Given passage:
The American Fintech Council (AFC) has expressed significant concerns regarding a proposed remittance tax in the budget reconciliation bill. The AFC, which represents fintech companies and innovative banks, sent a letter to congressional leaders urging them to reconsider the tax. The letter was addressed to Senate Finance Committee Chairman Mike Crapo (R-ID), House Ways and Means Committee Chairman Jason Smith (R-MO), and Ranking Members Ron Wyden (D-OR) and Richard Neal (D-MA).
Phil Goldfeder, CEO of the AFC, stated that "this tax would put pressure on grocers, pharmacies, and other small businesses that provide remittance services, threatening to raise costs for consumers well beyond those who send money abroad." He emphasized the need for Congress to collaborate with financial innovators, regulators, and consumer advocates to modernize payment systems.
The AFC highlighted that the proposed tax conflicts with state-level efforts to streamline remittance regulations. More than 25 states have adopted the Conference of State Bank Supervisors’ Money Transmission Modernization Act (MTMA), which AFC supports as a model for effective oversight. The council also warned that such taxes could drive consumers towards riskier options that undermine anti-money laundering efforts.
Ian P. Moloney, AFC’s Senior Vice President and Head of Policy and Regulatory Affairs, noted that "taxing remittances is not just bad policy – it’s counterproductive." He pointed out that state-level experiences show these taxes push consumers into informal channels, complicating anti-money laundering efforts.
The AFC cited a 2016 U.S. Government Accountability Office report indicating that similar taxes reduced legal remittance volumes while increasing unregulated transactions. They cautioned against layering federal taxes on top of state regulations due to potential compliance cost increases for providers.
As an organization focused on promoting transparent financial systems through responsible innovation, the AFC continues its advocacy against measures they believe could harm consumers and small businesses while creating regulatory uncertainty.

Record excerpts:

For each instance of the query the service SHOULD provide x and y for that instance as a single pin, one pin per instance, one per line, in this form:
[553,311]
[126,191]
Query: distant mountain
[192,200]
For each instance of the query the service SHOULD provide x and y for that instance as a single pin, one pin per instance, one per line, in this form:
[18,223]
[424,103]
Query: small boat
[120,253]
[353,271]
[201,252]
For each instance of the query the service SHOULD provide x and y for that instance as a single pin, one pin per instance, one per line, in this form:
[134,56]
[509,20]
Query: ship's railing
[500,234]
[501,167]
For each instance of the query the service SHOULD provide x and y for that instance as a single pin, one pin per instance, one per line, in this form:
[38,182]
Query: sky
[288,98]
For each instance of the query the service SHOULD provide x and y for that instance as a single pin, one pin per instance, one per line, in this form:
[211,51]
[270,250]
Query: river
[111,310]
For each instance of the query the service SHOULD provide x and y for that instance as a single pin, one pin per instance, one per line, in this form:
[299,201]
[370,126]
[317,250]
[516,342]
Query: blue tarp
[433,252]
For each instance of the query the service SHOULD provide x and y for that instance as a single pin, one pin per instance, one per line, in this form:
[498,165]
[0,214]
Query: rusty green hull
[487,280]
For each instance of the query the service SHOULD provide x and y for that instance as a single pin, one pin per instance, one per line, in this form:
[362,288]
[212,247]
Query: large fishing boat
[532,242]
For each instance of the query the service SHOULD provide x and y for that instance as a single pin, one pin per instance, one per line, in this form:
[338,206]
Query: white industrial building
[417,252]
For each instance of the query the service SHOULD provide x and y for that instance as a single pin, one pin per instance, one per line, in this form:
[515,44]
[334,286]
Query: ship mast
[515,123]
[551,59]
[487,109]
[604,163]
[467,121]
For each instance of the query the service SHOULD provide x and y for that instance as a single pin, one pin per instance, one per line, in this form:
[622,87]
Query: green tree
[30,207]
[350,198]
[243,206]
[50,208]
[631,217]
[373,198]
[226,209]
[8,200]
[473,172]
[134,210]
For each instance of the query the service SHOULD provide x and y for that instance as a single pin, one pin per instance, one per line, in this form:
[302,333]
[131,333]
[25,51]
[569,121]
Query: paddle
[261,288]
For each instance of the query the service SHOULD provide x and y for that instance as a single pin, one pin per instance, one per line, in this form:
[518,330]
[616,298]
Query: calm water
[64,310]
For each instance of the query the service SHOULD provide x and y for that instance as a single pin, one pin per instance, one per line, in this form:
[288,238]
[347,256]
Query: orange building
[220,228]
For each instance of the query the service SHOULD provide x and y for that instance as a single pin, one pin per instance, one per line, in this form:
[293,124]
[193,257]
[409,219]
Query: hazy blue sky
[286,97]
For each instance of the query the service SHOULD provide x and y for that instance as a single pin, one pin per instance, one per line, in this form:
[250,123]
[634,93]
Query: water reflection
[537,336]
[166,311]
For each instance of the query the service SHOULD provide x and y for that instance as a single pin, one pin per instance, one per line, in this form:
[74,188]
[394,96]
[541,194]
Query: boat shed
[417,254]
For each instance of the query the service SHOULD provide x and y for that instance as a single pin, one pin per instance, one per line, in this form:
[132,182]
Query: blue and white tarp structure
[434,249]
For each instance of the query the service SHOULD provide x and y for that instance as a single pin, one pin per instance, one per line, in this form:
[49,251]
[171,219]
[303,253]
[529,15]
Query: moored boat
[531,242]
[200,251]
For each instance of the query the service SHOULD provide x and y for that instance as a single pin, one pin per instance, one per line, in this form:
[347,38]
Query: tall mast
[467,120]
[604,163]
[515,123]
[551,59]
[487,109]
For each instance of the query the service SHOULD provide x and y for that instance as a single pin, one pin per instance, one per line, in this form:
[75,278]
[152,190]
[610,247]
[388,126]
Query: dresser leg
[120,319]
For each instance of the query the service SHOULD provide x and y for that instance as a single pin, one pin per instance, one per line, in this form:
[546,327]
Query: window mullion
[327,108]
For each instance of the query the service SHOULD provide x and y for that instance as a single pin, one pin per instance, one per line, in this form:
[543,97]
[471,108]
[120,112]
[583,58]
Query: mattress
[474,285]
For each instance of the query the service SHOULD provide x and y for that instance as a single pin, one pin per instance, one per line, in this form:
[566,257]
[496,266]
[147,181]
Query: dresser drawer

Required work:
In the remittance tax passage, can you swap "anti-money laundering" for "AML" and write out the part that begins at the words "The AFC highlighted" and stops after "complicating anti-money laundering efforts."?

Exercise response:
The AFC highlighted that the proposed tax conflicts with state-level efforts to streamline remittance regulations. More than 25 states have adopted the Conference of State Bank Supervisors’ Money Transmission Modernization Act (MTMA), which AFC supports as a model for effective oversight. The council also warned that such taxes could drive consumers towards riskier options that undermine AML efforts.
Ian P. Moloney, AFC’s Senior Vice President and Head of Policy and Regulatory Affairs, noted that "taxing remittances is not just bad policy – it’s counterproductive." He pointed out that state-level experiences show these taxes push consumers into informal channels, complicating AML efforts.